Provided data:

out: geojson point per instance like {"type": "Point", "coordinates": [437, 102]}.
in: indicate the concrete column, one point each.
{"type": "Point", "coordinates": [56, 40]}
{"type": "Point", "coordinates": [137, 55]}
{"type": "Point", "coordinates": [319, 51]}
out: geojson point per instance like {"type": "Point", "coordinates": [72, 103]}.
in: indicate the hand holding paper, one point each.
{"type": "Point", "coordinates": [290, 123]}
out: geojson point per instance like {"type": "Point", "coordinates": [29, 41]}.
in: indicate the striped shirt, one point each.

--

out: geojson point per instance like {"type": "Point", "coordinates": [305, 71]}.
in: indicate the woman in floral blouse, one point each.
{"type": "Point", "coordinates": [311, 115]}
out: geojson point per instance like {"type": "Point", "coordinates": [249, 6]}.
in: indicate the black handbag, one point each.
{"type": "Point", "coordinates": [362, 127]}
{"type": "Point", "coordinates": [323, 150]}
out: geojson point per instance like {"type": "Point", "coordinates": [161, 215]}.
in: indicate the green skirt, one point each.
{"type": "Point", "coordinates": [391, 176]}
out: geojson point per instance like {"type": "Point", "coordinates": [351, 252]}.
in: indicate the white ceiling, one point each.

* * *

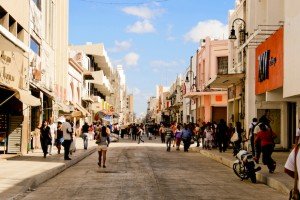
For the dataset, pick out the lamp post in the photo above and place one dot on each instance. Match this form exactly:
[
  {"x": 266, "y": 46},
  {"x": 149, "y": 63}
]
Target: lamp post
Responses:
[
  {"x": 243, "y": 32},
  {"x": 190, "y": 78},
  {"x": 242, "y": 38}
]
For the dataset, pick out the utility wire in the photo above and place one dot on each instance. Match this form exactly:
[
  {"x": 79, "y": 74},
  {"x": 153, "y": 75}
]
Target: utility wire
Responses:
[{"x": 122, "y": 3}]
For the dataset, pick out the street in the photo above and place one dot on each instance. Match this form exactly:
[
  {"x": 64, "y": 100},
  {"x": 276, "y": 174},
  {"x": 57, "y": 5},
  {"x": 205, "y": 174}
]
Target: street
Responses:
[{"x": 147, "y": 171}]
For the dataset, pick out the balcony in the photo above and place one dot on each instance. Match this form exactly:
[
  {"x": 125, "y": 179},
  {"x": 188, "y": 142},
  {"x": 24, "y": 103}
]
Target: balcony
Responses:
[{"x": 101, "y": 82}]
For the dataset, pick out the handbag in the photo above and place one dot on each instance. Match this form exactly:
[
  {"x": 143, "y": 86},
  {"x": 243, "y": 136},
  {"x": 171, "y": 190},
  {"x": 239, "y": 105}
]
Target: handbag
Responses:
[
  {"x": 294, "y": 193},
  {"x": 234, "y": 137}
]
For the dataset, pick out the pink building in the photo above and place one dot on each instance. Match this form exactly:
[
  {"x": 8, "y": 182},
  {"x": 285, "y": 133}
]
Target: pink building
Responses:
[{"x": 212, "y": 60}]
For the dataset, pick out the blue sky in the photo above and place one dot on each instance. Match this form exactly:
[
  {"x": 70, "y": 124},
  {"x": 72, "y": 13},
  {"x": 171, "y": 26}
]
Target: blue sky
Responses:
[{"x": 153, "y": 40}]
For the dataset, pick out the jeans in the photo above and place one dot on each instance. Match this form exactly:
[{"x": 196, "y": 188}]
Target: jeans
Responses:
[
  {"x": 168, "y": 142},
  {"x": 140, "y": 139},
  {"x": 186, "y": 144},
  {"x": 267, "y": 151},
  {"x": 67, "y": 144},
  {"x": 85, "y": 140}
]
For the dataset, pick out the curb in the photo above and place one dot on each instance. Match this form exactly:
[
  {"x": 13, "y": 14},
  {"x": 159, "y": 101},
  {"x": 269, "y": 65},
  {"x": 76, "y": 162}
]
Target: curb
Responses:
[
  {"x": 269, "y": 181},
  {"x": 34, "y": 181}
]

Exercise objective: Copy out all lines from the material above that contain the string "curb".

Your solution:
For the dataset, pick out the curb in the photo above and place one dot on each instance. Match this form exactly:
Target: curb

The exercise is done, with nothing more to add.